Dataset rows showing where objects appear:
========

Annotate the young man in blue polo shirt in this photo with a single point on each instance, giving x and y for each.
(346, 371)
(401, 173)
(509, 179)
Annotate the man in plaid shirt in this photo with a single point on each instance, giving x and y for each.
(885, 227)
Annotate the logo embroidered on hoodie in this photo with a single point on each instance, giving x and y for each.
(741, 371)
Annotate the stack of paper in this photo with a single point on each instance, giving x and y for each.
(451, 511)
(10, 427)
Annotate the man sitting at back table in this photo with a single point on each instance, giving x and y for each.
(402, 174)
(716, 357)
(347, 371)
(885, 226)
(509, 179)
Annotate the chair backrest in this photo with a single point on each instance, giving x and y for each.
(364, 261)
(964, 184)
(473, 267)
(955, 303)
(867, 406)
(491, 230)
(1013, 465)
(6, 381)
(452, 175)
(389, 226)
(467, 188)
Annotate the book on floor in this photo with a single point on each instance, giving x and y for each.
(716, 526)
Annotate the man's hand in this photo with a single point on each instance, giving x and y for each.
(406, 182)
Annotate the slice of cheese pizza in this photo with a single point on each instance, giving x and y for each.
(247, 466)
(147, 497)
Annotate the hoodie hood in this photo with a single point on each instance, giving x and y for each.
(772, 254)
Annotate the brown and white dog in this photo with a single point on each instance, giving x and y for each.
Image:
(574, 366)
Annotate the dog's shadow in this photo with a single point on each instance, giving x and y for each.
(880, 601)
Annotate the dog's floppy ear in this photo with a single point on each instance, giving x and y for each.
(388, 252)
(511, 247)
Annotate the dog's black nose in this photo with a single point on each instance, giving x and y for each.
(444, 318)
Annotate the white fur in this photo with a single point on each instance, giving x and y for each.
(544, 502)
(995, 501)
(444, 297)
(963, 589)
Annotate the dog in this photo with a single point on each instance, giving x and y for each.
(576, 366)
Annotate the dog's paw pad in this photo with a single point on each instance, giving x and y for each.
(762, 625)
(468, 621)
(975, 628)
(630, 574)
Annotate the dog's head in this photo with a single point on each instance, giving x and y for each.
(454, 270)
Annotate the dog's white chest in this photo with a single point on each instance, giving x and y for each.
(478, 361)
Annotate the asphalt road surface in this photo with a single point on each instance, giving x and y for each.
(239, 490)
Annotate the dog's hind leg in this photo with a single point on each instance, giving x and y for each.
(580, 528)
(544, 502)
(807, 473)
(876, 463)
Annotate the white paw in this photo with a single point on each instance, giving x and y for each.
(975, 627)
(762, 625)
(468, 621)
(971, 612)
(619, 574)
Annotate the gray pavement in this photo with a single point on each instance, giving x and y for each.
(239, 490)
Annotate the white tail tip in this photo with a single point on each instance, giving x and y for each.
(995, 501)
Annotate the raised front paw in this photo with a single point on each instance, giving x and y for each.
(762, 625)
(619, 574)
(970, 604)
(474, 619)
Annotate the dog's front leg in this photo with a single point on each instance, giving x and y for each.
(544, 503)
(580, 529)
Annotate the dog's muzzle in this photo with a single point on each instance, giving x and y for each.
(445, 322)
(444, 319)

========

→ **Required work**: Put every line of the material above into a Markdown table with the columns "Row" and "Line". Number the rows in order and leave out blank lines.

→ **Written response**:
| Row | Line |
|---|---|
| 1 | Annotate the young man in blue polo shirt in this photo with a single point on each instance, giving x and y for each. |
| 2 | (346, 371) |
| 3 | (401, 173) |
| 4 | (509, 179) |
| 5 | Annotate the man in plaid shirt in this photo with a single point on each instance, giving x and y for each. |
| 6 | (885, 227) |
| 7 | Annotate the logo embroidered on hoodie in this photo with a single point on each instance, giving x and y for each. |
| 8 | (741, 371) |
| 9 | Annotate the stack of paper in this photo with a single point on each instance, giving x and y for each. |
| 10 | (451, 511) |
| 11 | (10, 427) |
| 12 | Annotate the man sitting at back table in this photo with a single point on each instance, giving x and y for each. |
| 13 | (402, 174) |
| 14 | (716, 357) |
| 15 | (347, 371) |
| 16 | (885, 226) |
| 17 | (509, 179) |
| 18 | Annotate the chair backrest in this photo with a single point on each instance, giving x and y for each. |
| 19 | (364, 261) |
| 20 | (964, 184) |
| 21 | (473, 267) |
| 22 | (955, 303) |
| 23 | (867, 406) |
| 24 | (491, 230) |
| 25 | (1013, 465) |
| 26 | (6, 381) |
| 27 | (452, 175) |
| 28 | (389, 226) |
| 29 | (467, 188) |
| 30 | Annotate the book on floor in this photo with a single point on each instance, giving x and y for each. |
| 31 | (716, 526) |
| 32 | Annotate the man's hand in this photo with a single point on each instance, giving x and y for each. |
| 33 | (406, 182) |
| 34 | Annotate the slice of cheese pizza in this photo with a single point on each instance, giving x and y for each. |
| 35 | (247, 466) |
| 36 | (147, 497) |
| 37 | Annotate the hoodie hood in this photo with a single point on each instance, giving x and y for each. |
| 38 | (772, 254) |
| 39 | Annotate the brown and white dog in this photo with a single point on each instance, giving x and y for each. |
| 40 | Image: |
| 41 | (574, 366) |
| 42 | Annotate the dog's shadow in this photo with a single point on each instance, giving x and y for each. |
| 43 | (880, 601) |
| 44 | Annotate the dog's floppy ear in this photo with a single point on each instance, giving x and y for each. |
| 45 | (388, 252) |
| 46 | (511, 247) |
| 47 | Annotate the dog's black nose in this photo with a single point on each instance, giving x and y for each. |
| 48 | (444, 318) |
| 49 | Annotate the white fur in this photo with a single point on each instance, giving x and y for each. |
| 50 | (544, 502) |
| 51 | (995, 501) |
| 52 | (444, 297) |
| 53 | (963, 589) |
| 54 | Annotate the dog in this photo with a single point on each instance, giving x and y for each. |
| 55 | (576, 366) |
| 56 | Annotate the dog's paw pad in this photo with a single point on each instance, giving x and y for each. |
| 57 | (762, 625) |
| 58 | (468, 621) |
| 59 | (975, 628) |
| 60 | (630, 574) |
| 61 | Annotate the dog's head in this photo with a single point on each instance, giving x and y for each. |
| 62 | (454, 270) |
| 63 | Annotate the dog's white chest in this photo with a single point on each instance, giving x and y for each. |
| 64 | (478, 361) |
| 65 | Annotate the asphalt road surface in this photo with a single point on each instance, giving x and y for each. |
| 66 | (239, 490) |
| 67 | Annotate the dog's hind leg in this photo with a single point on each instance, giving x and y for each. |
| 68 | (580, 528) |
| 69 | (544, 502) |
| 70 | (807, 473) |
| 71 | (876, 463) |
| 72 | Annotate the white paw in this photo with a single point on each instance, giving x and y for each. |
| 73 | (975, 627) |
| 74 | (762, 625) |
| 75 | (468, 621) |
| 76 | (971, 612) |
| 77 | (619, 574) |
| 78 | Annotate the gray pavement in this photo with a single point on each instance, giving x and y for each. |
| 79 | (239, 490) |
| 80 | Annotate the white tail tip in this photo with a single point on each instance, giving x and y for each. |
| 81 | (995, 501) |
| 82 | Annotate the raised front paw in this photo with a single point on each instance, giving x and y for each. |
| 83 | (762, 625) |
| 84 | (619, 574) |
| 85 | (970, 604) |
| 86 | (474, 619) |
| 87 | Annotate the dog's front leg in this photo with a single point on each instance, giving x and y for each. |
| 88 | (544, 503) |
| 89 | (580, 529) |
| 90 | Annotate the dog's muzzle in this photo with a single point on each instance, giving x and y for each. |
| 91 | (445, 322) |
| 92 | (444, 319) |